**BRIEF**: Here are some records; return them all exactly.

[Saved entries]
*** Begin section ***
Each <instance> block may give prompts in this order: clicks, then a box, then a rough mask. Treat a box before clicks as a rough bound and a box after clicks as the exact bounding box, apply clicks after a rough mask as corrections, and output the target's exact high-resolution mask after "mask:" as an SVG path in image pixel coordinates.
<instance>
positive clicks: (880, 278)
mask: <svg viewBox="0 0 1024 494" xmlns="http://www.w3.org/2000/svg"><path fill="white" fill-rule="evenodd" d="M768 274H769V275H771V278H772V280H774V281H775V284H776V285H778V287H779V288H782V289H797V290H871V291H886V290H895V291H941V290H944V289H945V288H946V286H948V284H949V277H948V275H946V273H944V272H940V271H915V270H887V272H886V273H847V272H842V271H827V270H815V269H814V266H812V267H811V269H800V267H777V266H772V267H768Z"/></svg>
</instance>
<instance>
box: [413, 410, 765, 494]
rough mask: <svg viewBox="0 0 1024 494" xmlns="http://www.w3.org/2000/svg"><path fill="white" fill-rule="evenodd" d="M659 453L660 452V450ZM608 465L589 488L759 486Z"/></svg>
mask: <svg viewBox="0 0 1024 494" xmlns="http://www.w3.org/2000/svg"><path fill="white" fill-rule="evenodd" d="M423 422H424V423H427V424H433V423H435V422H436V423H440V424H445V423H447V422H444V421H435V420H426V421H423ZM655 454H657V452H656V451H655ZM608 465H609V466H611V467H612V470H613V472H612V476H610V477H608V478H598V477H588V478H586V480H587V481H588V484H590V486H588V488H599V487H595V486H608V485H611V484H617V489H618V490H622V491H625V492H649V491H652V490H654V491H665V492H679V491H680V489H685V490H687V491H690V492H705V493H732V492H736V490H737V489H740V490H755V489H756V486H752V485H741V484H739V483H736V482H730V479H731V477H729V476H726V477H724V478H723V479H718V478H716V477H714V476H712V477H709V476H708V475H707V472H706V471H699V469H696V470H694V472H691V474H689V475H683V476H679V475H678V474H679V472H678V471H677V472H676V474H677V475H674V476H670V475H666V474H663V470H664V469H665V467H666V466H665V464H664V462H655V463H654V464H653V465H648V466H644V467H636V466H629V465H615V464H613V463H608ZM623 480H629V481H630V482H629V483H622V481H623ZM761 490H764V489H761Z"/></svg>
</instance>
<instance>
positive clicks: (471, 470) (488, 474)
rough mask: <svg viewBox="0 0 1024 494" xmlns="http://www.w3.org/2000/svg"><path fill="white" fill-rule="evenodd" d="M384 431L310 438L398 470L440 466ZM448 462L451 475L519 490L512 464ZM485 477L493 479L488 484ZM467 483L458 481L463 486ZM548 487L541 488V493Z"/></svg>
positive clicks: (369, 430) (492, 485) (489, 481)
*** End section ***
**TASK RESULT**:
Each <instance> block may give prompts in this order: clicks, then a box, then a rough mask. Treat a box before clicks as a rough bound and a box after clicks as the exact bounding box, apply clicks after a rough mask as corrections, and output the target's exact high-resolution mask after "mask:" as an SVG path in image pixel coordinates.
<instance>
positive clicks: (880, 278)
mask: <svg viewBox="0 0 1024 494" xmlns="http://www.w3.org/2000/svg"><path fill="white" fill-rule="evenodd" d="M768 274H769V275H771V278H772V280H774V281H775V284H776V285H778V287H779V288H782V289H797V290H871V291H886V290H895V291H941V290H944V289H945V288H946V286H948V284H949V277H948V275H946V273H944V272H940V271H915V270H887V272H886V273H847V272H842V271H827V270H815V269H814V266H812V267H811V269H800V267H777V266H772V267H768Z"/></svg>
</instance>
<instance>
box: [413, 410, 765, 494]
rough mask: <svg viewBox="0 0 1024 494" xmlns="http://www.w3.org/2000/svg"><path fill="white" fill-rule="evenodd" d="M659 453L660 452V450ZM608 465L589 488L759 486Z"/></svg>
mask: <svg viewBox="0 0 1024 494" xmlns="http://www.w3.org/2000/svg"><path fill="white" fill-rule="evenodd" d="M423 422H424V423H427V424H433V423H435V422H436V423H440V424H445V423H447V422H444V421H435V420H426V421H423ZM655 454H657V452H656V451H655ZM608 465H609V466H611V467H612V470H613V472H612V476H610V477H608V478H598V477H588V478H586V480H587V481H588V484H590V486H588V488H599V487H595V486H608V485H611V484H617V489H618V490H622V491H625V492H649V491H652V490H654V491H665V492H679V491H680V489H685V490H687V491H690V492H705V493H732V492H736V490H737V489H740V490H755V489H756V486H752V485H741V484H739V483H736V482H730V479H731V477H729V476H726V477H724V478H723V479H718V478H716V477H714V476H712V477H709V476H708V475H707V472H706V471H699V469H696V470H694V472H691V474H689V475H683V476H679V475H678V474H679V472H678V471H677V472H676V474H677V475H674V476H670V475H666V474H663V470H664V469H665V467H666V466H665V464H664V462H655V463H654V464H653V465H648V466H644V467H636V466H629V465H615V464H613V463H608ZM623 480H629V481H630V482H629V483H622V481H623ZM761 490H764V489H761Z"/></svg>
</instance>
<instance>
positive clicks: (471, 470) (488, 474)
rough mask: <svg viewBox="0 0 1024 494" xmlns="http://www.w3.org/2000/svg"><path fill="white" fill-rule="evenodd" d="M384 431L310 438L398 470L440 466ZM448 462L451 475L519 490L512 464ZM485 477L493 479L488 484ZM467 483L458 481L463 486ZM548 487L541 488V493Z"/></svg>
positive clicks: (369, 430) (492, 485) (489, 481)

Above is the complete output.